#### Exercise goal:
Write out the listing below without alteration, omitting its pictures.
____ Material shown
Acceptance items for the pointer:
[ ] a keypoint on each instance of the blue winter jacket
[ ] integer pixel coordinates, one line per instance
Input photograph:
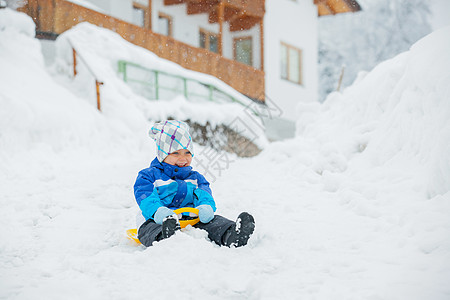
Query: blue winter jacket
(166, 185)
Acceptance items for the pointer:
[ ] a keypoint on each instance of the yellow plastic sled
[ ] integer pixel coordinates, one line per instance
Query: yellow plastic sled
(132, 233)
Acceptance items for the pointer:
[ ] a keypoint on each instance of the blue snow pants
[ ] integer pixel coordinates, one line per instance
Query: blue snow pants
(150, 232)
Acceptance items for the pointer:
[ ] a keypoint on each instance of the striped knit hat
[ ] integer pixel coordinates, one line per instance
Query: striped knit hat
(171, 136)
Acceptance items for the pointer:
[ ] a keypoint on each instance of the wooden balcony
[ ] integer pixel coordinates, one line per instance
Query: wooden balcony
(53, 17)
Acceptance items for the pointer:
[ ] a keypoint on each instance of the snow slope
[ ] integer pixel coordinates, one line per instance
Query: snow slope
(355, 207)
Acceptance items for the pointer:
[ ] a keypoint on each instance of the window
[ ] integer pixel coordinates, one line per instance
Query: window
(291, 63)
(164, 24)
(141, 15)
(243, 50)
(209, 40)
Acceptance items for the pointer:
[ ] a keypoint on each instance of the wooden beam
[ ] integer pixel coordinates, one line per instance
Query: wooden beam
(173, 2)
(221, 19)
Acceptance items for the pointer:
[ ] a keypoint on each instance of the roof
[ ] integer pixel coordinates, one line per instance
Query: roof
(332, 7)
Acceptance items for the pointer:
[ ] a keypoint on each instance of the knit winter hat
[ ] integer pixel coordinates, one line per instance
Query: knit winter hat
(171, 136)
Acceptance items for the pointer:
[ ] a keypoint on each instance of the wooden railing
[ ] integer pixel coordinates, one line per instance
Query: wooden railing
(56, 16)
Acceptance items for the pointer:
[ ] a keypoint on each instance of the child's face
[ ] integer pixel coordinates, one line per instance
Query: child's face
(180, 158)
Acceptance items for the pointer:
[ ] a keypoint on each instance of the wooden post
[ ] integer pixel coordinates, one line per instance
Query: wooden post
(97, 88)
(221, 19)
(74, 53)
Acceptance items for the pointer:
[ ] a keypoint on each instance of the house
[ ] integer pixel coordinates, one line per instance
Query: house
(265, 49)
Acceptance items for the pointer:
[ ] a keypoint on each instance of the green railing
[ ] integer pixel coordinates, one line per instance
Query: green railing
(155, 84)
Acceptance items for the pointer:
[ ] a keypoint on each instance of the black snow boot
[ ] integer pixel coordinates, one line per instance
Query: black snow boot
(239, 233)
(169, 226)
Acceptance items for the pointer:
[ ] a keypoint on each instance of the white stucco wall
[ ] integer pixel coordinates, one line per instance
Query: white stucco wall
(294, 23)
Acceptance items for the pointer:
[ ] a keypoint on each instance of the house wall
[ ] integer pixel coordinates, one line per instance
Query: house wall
(294, 23)
(186, 29)
(121, 9)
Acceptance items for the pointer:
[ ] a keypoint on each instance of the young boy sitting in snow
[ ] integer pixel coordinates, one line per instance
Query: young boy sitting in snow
(170, 183)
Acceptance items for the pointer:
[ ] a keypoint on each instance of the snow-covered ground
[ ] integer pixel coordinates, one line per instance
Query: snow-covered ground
(355, 207)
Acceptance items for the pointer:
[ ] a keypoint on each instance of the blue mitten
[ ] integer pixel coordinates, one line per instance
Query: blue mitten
(205, 213)
(161, 214)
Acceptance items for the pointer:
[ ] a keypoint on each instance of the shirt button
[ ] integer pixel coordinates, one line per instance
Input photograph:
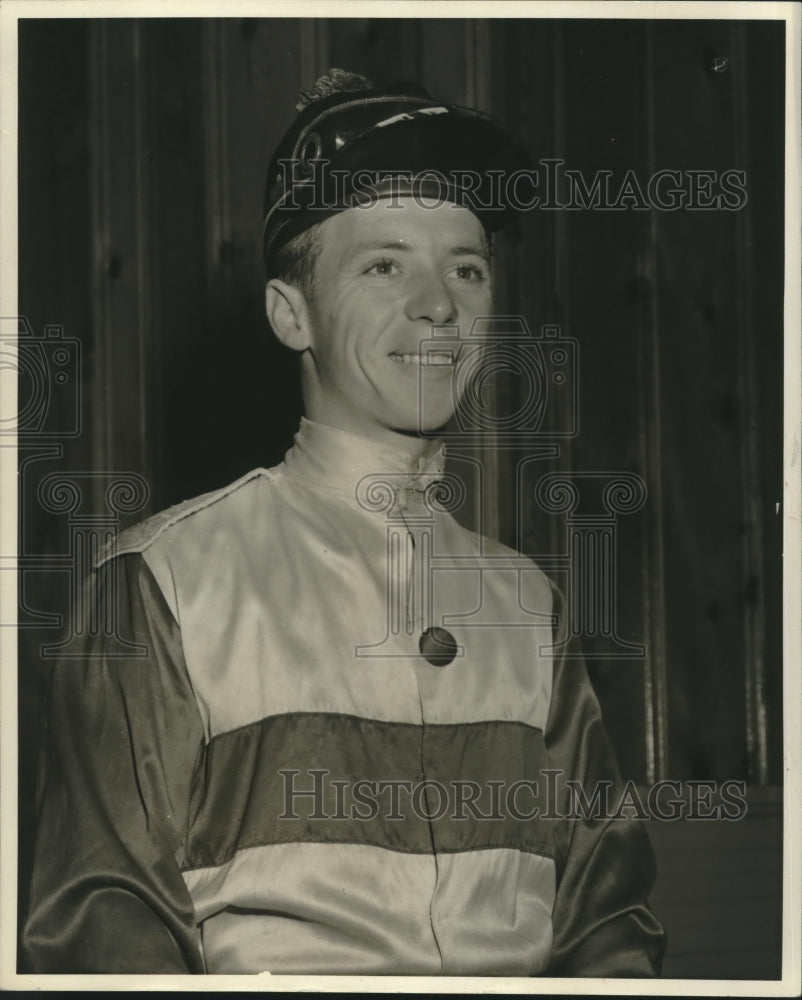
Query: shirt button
(438, 646)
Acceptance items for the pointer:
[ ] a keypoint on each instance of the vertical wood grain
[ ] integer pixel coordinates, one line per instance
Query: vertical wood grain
(121, 280)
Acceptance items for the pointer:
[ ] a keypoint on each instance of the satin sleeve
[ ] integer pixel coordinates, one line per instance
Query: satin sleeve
(124, 736)
(602, 922)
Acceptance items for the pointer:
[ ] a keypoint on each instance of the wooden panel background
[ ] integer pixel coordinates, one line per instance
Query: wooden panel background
(143, 149)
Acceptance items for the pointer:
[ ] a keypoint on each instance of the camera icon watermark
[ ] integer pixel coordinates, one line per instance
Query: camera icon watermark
(47, 369)
(545, 367)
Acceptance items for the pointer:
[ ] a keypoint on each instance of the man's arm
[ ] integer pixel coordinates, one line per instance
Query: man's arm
(122, 744)
(605, 867)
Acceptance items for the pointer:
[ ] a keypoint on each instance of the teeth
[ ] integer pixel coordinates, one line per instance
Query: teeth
(431, 358)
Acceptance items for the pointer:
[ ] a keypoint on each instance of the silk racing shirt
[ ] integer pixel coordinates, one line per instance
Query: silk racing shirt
(259, 771)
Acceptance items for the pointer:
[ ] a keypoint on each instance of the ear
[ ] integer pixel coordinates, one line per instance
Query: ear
(288, 314)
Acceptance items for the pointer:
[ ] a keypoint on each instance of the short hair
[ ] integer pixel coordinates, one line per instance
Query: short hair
(295, 262)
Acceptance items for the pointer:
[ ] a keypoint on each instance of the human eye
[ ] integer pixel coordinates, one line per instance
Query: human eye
(383, 268)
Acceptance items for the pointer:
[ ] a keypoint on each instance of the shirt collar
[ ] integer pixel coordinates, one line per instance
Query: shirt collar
(347, 464)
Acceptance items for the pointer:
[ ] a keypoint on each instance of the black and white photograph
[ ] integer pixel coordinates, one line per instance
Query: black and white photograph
(400, 503)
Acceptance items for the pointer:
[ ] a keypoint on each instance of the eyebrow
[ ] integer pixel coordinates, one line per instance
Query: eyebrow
(478, 250)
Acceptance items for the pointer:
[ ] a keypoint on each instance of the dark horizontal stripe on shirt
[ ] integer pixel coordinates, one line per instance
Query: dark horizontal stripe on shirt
(440, 787)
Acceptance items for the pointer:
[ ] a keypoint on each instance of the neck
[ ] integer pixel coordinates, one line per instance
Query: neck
(405, 442)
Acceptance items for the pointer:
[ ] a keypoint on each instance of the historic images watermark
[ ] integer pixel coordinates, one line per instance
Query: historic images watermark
(321, 795)
(545, 368)
(89, 504)
(548, 186)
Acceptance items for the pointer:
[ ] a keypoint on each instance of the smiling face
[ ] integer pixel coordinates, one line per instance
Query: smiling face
(384, 276)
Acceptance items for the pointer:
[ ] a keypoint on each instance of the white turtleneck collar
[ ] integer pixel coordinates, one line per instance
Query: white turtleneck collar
(338, 461)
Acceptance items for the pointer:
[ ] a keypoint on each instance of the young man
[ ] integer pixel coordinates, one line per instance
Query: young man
(331, 757)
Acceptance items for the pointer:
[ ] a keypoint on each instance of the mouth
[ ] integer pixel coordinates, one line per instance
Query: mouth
(431, 359)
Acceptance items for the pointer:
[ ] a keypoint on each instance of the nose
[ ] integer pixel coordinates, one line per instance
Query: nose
________
#### Exercise response:
Acceptance items for the pointer:
[ ] a keypoint on each instance of the blue winter jacket
[ ] integer pixel coordinates, one line per instance
Input photograph:
Query: blue winter jacket
(166, 185)
Acceptance items for the pointer:
[ ] a keypoint on each instance of the yellow plastic sled
[ ] integer pixel coordinates, one line per instance
Query: yellow plastic sled
(132, 233)
Acceptance items for the pointer:
[ ] a keypoint on each instance of the blue snow pants
[ ] integer pixel coordinates, one line per instance
Query: blue snow pants
(150, 232)
Acceptance items for the pointer:
[ ] a keypoint on each instance of the striped knit hat
[ ] integer pixel coordinates, one line per instance
Query: striped knit hat
(171, 136)
Acceptance items for the pointer:
[ ] a keypoint on each instance of the wooden balcony
[ ] integer pixel coordinates, one line per instance
Query: wooden balcony
(53, 17)
Acceptance items for the pointer:
[ ] a keypoint on each instance of the snow slope
[ ] integer pixel coordinates, one line per instance
Query: snow slope
(355, 207)
Acceptance items for the pointer:
[ ] a keypoint on each instance of the window
[ ] integer pixel coordinates, one line per instance
Query: window
(291, 63)
(164, 24)
(141, 15)
(243, 50)
(209, 40)
Acceptance items for the pointer:
[ ] a keypoint on each instance of the wooden beam
[ ] integer pixel coordinates, one line per instance
Query: wooden beam
(173, 2)
(221, 19)
Acceptance items for the pointer:
[ ] a keypoint on each instance of the roof
[ ] integer pixel coordinates, one line per instance
Query: roof
(332, 7)
Acceptance items for the pointer:
[ ] a keypoint on each instance of the knit winter hat
[ ] integer pixel coordinates, one line per instance
Query: knit winter hat
(171, 136)
Acceptance items for the pointer:
[ ] a keypoint on each instance of the wooden railing
[ ] integer pixel coordinates, one line per instance
Query: wooden railing
(56, 16)
Acceptance items for the pointer:
[ ] a keypoint on each instance of the child's face
[ ] integer pixel coordinates, one line per instance
Query: child's face
(180, 158)
Acceptance items for the pointer:
[ ] a keypoint on each instance of the wooden post
[ ] integer pixel coordinates, one line per instance
Query: wooden post
(97, 88)
(221, 19)
(74, 53)
Acceptance items for the pointer:
[ ] a keypoint on each instance of the house
[ ] integer pixel coordinates, one line per instance
Query: house
(265, 49)
Acceptance items for the pointer:
[ ] a keypoint on each instance of the green railing
[ ] integer pixel coordinates, one line per instance
Query: green railing
(155, 84)
Acceptance items for the pointer:
[ ] a keypoint on each instance of the black snow boot
[ ] integer pixel coordinates, one line per instance
Query: black snow boot
(239, 233)
(169, 226)
Acceptance items for the pointer:
[ ] a keypoint on each instance of the white stucco wall
[ ] integer pixel coordinates, one line per instance
Query: white stucco wall
(294, 23)
Acceptance items for the pointer:
[ ] a keypoint on each instance of the house wall
[ ] integer pixel coordinates, one line per instance
Query: house wall
(294, 23)
(186, 29)
(121, 9)
Acceptance items for the pointer:
[ ] a keypoint on each instance of the young boy sitting in snow
[ ] integer pixel coordinates, one line per instance
Query: young boy sitting in snow
(170, 183)
Acceptance items for the pointer:
[ ] a keypoint on each instance of the snow-covered ground
[ ] integer pixel coordinates, one line per instance
Query: snow-covered ground
(355, 207)
Acceptance items for the pointer:
[ ] a keypoint on each instance of the blue mitten
[ ] integer pixel coordinates, one line per instance
Query: blue mitten
(205, 213)
(161, 214)
Acceptance items for the pointer:
[ ] a keypoint on each instance of the shirt button
[ ] integer pixel coordinates, one line per instance
Input photograph:
Query: shirt button
(438, 646)
Acceptance items for the pointer:
[ ] a keypoint on each instance of the vertical wood grain
[ ] integer pixel coordinates, one line per instance
Query: vertical wood grain
(121, 280)
Acceptance items for the pointer:
[ ] a keypoint on each instance of the satin sleeve
[ ] integer pixel coordinates, one line per instance
Query: satin sleeve
(124, 736)
(602, 922)
Acceptance items for the pointer:
[ ] a keypoint on each instance of the wooden panel background
[ ] integer pixel coordinates, one line per instance
Query: wooden panel background
(143, 149)
Acceptance items for the pointer:
[ ] a keypoint on each instance of the camera icon watermark
[ ] integer pixel coordinates, one line per instance
Query: camera icon watermark
(47, 369)
(545, 367)
Acceptance items for the pointer:
[ ] a keypoint on each instance of the man's arm
[ ] integer pixel coordinates, one line per instance
Query: man's arm
(122, 744)
(605, 867)
Acceptance items for the pointer:
[ ] a keypoint on each instance of the teeth
[ ] integer pixel coordinates, one line per instance
Query: teeth
(431, 358)
Acceptance items for the pointer:
[ ] a keypoint on each instance of the silk racing shirt
[ ] integer pixel coordinates, one line per instance
Query: silk racing shirt
(259, 771)
Acceptance items for the pointer:
[ ] a keypoint on each instance of the ear
[ ] integer pixel coordinates, one line per instance
Query: ear
(288, 314)
Acceptance items for the pointer:
[ ] a keypoint on each instance of the short hair
[ ] integer pixel coordinates, one line per instance
Query: short hair
(295, 262)
Acceptance items for the pointer:
[ ] a keypoint on each instance of the human eye
[ ] integer pixel coordinates, one line per instance
Query: human eye
(383, 268)
Acceptance items for the pointer:
[ ] a keypoint on each instance of the shirt collar
[ ] integer pixel coordinates, one line per instance
Query: shirt collar
(347, 464)
Acceptance items for the pointer:
[ ] a keypoint on each instance of the black and white photograph
[ ] integer pixel coordinates, one line per instance
Query: black and white photograph
(400, 503)
Acceptance items for the pointer:
[ ] a keypoint on each instance of the eyebrow
[ ] integer pixel coordinates, one line per instance
Query: eyebrow
(478, 250)
Acceptance items for the pointer:
[ ] a keypoint on each instance of the dark horizontal stripe on shirt
[ ] integer pixel coordinates, one line per instance
Query: dark horizontal stripe on shirt
(440, 787)
Acceptance items for the pointer:
[ ] a keypoint on each instance of the neck
[ ] integer pixel coordinates, one line per instance
Query: neck
(405, 442)
Acceptance items for the pointer:
[ ] a keypoint on each instance of the historic images watermark
[ ] integer pixel coordinates, one line per instance
Query: historic images watermark
(321, 795)
(545, 368)
(89, 504)
(548, 186)
Acceptance items for the pointer:
[ ] a keypoint on each instance of the smiling face
[ ] integer pixel coordinates, one line per instance
Query: smiling face
(384, 276)
Acceptance items for the pointer:
[ ] a keypoint on each instance of the white turtleneck collar
[ ] integer pixel coordinates, one line per instance
Query: white turtleneck collar
(338, 461)
Acceptance items for the pointer:
[ ] a keypoint on each instance of the young man
[ ] integer pixel coordinates, one line per instance
Query: young man
(331, 757)
Acceptance items for the pointer:
[ ] a keypoint on each instance of the mouth
[ ] integer pixel coordinates, one line per instance
Query: mouth
(431, 359)
Acceptance items for the pointer:
[ ] a keypoint on each instance of the nose
[ ] integer pixel coordinates, one line per instance
Query: nose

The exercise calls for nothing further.